▶ **WHAT IS BEING ASKED**: List all lines of the data that include the string "stone".
++++ DATASET RECORDS
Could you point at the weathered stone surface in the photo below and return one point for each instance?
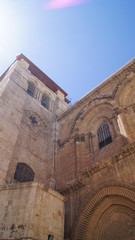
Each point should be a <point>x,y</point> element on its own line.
<point>66,152</point>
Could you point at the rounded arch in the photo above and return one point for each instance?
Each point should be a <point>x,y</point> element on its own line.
<point>92,116</point>
<point>101,206</point>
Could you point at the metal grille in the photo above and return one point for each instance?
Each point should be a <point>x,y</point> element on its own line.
<point>104,136</point>
<point>23,173</point>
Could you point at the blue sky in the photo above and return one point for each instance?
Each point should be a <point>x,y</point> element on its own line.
<point>78,47</point>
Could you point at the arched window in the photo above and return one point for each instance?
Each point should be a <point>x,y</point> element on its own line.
<point>31,89</point>
<point>45,101</point>
<point>104,135</point>
<point>23,173</point>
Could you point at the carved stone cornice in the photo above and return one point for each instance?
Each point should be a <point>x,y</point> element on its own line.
<point>97,167</point>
++++++++
▶ **WRITTEN RESPONSE**:
Could you point at the weathered stone surface in the photo below and return one point for each instance?
Could you point at the carved stone cornice in the photo above and return one point for each instance?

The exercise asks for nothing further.